_TASK LIST_:
1) From the article on Abraham Mendoza below, copy the stretch from "Mendoza (Gijón, 1982)" through "Starting Grant programme.".
2) Using the article on Abraham Mendoza below, list every organization named as supporting the group he led in Stockholm.

The researcher Abraham Mendoza Valderrey has joined the Institute of Molecular Science of the University of Valencia (ICMol) through the Cidegent programme of the Generalitat with a four-year research project on Sustainable Organic Chemistry that aims to be integrated and within the strategic lines of the centre.
The plan Cidegent, which has allowed Mendoza to return from Sweden, is the instrument with which the Valencian Government attracts researchers with solid international experience for R&D&I projects in centres in the Valencian Community.
Mendoza (Gijón, 1982) comes from the Department of Organic Chemistry at the University of Stockholm (Sweden), where for the last nine years he has led a group of ten researchers supported by the Knut & Alice Wallenberg Foundation -the largest philanthropic institution supporting science in Sweden-, the Swedish Research Council and the European Research Council (ERC) through its Starting Grant programme.

_SUPPLIED DATA_:

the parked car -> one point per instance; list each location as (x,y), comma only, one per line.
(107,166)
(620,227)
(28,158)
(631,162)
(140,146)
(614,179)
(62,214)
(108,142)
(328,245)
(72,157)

_RESULTS_:
1)
Mendoza (Gijón, 1982) comes from the Department of Organic Chemistry at the University of Stockholm (Sweden), where for the last nine years he has led a group of ten researchers supported by the Knut & Alice Wallenberg Foundation -the largest philanthropic institution supporting science in Sweden-, the Swedish Research Council and the European Research Council (ERC) through its Starting Grant programme.

2)
- Knut & Alice Wallenberg Foundation
- Swedish Research Council
- European Research Council (ERC)